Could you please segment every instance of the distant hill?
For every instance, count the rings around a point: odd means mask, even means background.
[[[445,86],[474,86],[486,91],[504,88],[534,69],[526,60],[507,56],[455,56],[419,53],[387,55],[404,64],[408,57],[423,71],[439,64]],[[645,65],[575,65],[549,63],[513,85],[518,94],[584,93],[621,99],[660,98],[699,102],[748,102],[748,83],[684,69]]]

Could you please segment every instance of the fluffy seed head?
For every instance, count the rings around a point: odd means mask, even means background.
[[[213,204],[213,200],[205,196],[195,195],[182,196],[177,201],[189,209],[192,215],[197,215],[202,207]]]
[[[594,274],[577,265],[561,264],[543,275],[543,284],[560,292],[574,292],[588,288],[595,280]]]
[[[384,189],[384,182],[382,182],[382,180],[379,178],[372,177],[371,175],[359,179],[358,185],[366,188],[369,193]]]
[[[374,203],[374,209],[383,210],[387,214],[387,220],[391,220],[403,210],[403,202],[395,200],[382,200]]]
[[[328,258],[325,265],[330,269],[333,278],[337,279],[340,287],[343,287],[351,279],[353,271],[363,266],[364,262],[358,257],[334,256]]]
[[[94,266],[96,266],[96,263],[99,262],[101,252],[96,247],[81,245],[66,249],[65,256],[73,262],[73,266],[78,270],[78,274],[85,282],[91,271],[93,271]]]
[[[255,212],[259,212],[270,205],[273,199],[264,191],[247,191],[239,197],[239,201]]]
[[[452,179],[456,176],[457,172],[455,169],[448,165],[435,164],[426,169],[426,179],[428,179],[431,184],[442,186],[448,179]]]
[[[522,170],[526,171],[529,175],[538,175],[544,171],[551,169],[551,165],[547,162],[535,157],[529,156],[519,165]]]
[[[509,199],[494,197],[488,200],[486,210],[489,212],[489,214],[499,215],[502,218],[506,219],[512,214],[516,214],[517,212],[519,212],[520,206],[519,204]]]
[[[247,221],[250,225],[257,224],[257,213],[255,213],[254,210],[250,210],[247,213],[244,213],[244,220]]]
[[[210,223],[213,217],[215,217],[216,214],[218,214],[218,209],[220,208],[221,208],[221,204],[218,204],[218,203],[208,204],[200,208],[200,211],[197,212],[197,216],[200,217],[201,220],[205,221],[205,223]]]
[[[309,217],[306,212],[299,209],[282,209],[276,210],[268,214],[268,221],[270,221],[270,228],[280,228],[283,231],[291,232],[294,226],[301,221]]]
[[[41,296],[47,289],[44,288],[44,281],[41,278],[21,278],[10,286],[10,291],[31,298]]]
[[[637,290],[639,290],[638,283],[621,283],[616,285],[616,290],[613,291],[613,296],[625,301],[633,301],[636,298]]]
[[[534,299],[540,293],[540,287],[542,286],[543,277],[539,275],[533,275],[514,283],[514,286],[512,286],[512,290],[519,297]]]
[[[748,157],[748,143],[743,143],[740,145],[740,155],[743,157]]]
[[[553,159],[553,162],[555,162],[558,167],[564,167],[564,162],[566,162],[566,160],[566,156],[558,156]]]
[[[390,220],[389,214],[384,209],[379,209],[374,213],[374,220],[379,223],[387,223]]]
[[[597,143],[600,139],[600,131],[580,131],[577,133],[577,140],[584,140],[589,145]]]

-----

PROBLEM REQUIREMENTS:
All of the entries above need to be reproduced exactly.

TASK SOLUTION:
Could you please segment every instance of the distant hill?
For every instance, count the rings around a point: odd means mask, even means background.
[[[445,86],[474,86],[486,91],[504,88],[534,69],[526,60],[507,56],[455,56],[419,53],[387,55],[404,64],[408,57],[423,71],[439,64]],[[645,65],[575,65],[549,63],[513,85],[518,94],[584,93],[621,99],[660,98],[699,102],[748,102],[748,83],[684,69]]]

Could you please segment every instance of the fluffy seed head?
For every instance, count the rings around a point: odd means mask, even means background.
[[[213,204],[213,200],[205,196],[195,195],[182,196],[177,201],[189,209],[192,215],[197,215],[202,207]]]
[[[594,274],[577,265],[561,264],[543,275],[543,284],[560,292],[574,292],[588,288],[595,280]]]
[[[384,189],[384,182],[382,182],[382,180],[379,178],[372,177],[371,175],[359,179],[358,185],[366,188],[369,193]]]
[[[374,203],[374,209],[383,210],[387,214],[387,220],[391,220],[403,210],[403,202],[395,200],[382,200]]]
[[[328,258],[325,265],[330,269],[333,278],[337,279],[340,287],[343,287],[351,279],[353,271],[363,266],[364,262],[358,257],[334,256]]]
[[[94,266],[96,266],[96,263],[99,262],[101,252],[96,247],[81,245],[66,249],[65,256],[73,262],[73,266],[78,270],[78,274],[85,282],[91,271],[93,271]]]
[[[255,212],[259,212],[270,205],[273,199],[264,191],[247,191],[239,197],[239,201]]]
[[[452,179],[456,176],[457,172],[455,169],[448,165],[435,164],[426,169],[426,179],[428,179],[431,184],[442,186],[448,179]]]
[[[522,170],[526,171],[529,175],[538,175],[544,171],[551,169],[551,165],[547,162],[535,157],[529,156],[519,165]]]
[[[509,199],[494,197],[488,200],[486,210],[489,212],[489,214],[499,215],[502,218],[506,219],[512,214],[516,214],[517,212],[519,212],[520,206],[519,204]]]
[[[247,221],[250,225],[257,224],[257,213],[255,213],[254,210],[250,210],[247,213],[244,213],[244,220]]]
[[[210,223],[213,217],[215,217],[216,214],[218,214],[218,209],[220,208],[221,208],[221,204],[218,204],[218,203],[208,204],[200,208],[200,211],[197,212],[197,216],[200,217],[201,220],[205,221],[205,223]]]
[[[309,217],[306,212],[299,209],[282,209],[276,210],[268,214],[268,221],[270,221],[270,228],[280,228],[283,231],[291,232],[294,226],[301,221]]]
[[[41,296],[47,289],[44,288],[44,281],[41,278],[21,278],[10,286],[10,291],[31,298]]]
[[[637,290],[639,290],[638,283],[621,283],[616,285],[616,290],[613,291],[613,296],[625,301],[633,301],[636,298]]]
[[[534,299],[540,293],[540,287],[542,286],[543,277],[539,275],[533,275],[514,283],[514,286],[512,286],[512,290],[519,297]]]
[[[748,157],[748,143],[743,143],[740,145],[740,155],[743,157]]]
[[[553,159],[553,162],[555,162],[558,167],[564,167],[564,162],[566,162],[566,160],[566,156],[558,156]]]
[[[390,220],[389,214],[384,209],[379,209],[374,213],[374,220],[379,223],[387,223]]]
[[[597,143],[600,139],[600,131],[580,131],[577,133],[577,140],[584,140],[589,145]]]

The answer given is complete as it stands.